-- Begin SOURCE EXCERPT --

Djalic v MIMIA

Case

[2005] HCATrans 245

No judgment structure available for this case.

[2005] HCATrans 245

IN THE HIGH COURT OF AUSTRALIA

Office of the Registry
  Sydney  No S235 of 2004

B e t w e e n -

DAVID DJALIC

Applicant

and

MINISTER FOR IMMIGRATION AND MULTICULTURAL AND INDIGENOUS AFFAIRS

Respondent

Application for special leave to appeal

McHUGH J
GUMMOW J

TRANSCRIPT OF PROCEEDINGS

AT SYDNEY ON FRIDAY, 22 APRIL 2005, AT 3.33 PM

Copyright in the High Court of Australia

MR C.D. JACKSON:   May it please the Court, I appear for the applicant.  (instructed by Christopher Levingston & Associates)

MR G.T. JOHNSON:   May it please the Court, I appear for the respondent.  (instructed by Australian Government Solicitor)

McHUGH J:   Yes, Mr Jackson.

MR JACKSON:   The case raises two points.  First of all, does the Court have the supplementary application book?

McHUGH J:   Yes, thank you.

MR JACKSON:   The first question for the Court to determine, or the special leave question, is whether, if one focuses on the actual considerations, motivations or purpose of the decision‑maker when exercising his power under section 501 of the Migration Act, whether if one focuses on the purpose rather than tries to impute a purpose from the fact that the effect of detention and what I would characterise as banishment, if one, rather than focus on the effect, focuses on the purpose, whether section 501(2) has to be read down in such a way that any matter that could be characterised as exclusively punitive in nature is an impermissible consideration.

GUMMOW J:   What do you mean by “punitive” in this context?

MR JACKSON:   Well, the concept in particular that I attack is the concept of, in this context, general deterrence.  The essence of general deterrence, in my submission, is that one does something unpleasant to a particular individual in order to deter others from doing that thing.  So that implicit in the very concept of general deterrence is an understanding in the person who is doing it that they are, in effect, punishing or making example ‑ ‑ ‑

McHUGH J:   That would not make it unconstitutional.  Administrative decision‑makers frequently exercise powers and make findings that judges do.  They make findings of fact, they apply the law, but that does not mean they are exercising judicial power.

MR JACKSON:   Well, the critical distinction that the court draws is between – well, could your Honour elaborate on the ‑ ‑ ‑

McHUGH J:   Well, for instance, a discipline, as was held in White’s Case - I think it is in 112 CLR ‑ ‑ ‑

GUMMOW J:   Within the public service.

-- End SOURCE EXCERPT --
-- Begin LISTING --

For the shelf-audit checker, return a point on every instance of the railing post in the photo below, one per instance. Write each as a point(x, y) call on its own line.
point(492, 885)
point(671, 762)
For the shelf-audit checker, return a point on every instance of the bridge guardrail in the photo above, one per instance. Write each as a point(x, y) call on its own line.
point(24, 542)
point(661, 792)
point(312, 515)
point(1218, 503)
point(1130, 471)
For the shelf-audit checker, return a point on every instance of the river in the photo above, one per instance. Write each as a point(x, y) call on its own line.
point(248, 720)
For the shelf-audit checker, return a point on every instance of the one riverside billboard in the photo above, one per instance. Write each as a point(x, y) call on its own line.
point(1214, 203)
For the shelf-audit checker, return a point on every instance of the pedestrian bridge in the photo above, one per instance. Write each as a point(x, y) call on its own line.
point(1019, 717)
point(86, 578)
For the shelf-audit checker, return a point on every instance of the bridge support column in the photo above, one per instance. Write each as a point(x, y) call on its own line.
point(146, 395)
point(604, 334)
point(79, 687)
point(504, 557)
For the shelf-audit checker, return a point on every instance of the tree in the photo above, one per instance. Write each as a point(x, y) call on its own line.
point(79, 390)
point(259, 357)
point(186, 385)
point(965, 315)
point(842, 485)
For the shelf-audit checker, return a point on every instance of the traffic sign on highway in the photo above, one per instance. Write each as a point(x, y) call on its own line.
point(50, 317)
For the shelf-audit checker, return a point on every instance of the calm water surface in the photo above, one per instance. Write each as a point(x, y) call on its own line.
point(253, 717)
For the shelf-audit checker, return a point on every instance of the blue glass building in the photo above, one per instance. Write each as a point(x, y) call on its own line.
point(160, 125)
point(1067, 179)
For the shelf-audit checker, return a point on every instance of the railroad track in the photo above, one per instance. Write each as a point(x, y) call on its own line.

-- End LISTING --

• [GIVEN INSTRUCTION 1] Who are all the people who speak in the court transcript? List each as the transcript identifies them.
• [GIVEN INSTRUCTION 2]
Answer these questions from the court transcript:
(a) On what day, date and time were the proceedings held?
(b) Which section of the Migration Act does Mr Jackson say the decision-maker exercised power under?
(c) Who instructed counsel for the applicant?

• [EXERCISE ANSWER 1]
Mr C.D. Jackson
Mr G.T. Johnson
McHugh J
Gummow J

• [EXERCISE ANSWER 2]
(a) Friday, 22 April 2005, at 3.33 PM
(b) Section 501
(c) Christopher Levingston & Associates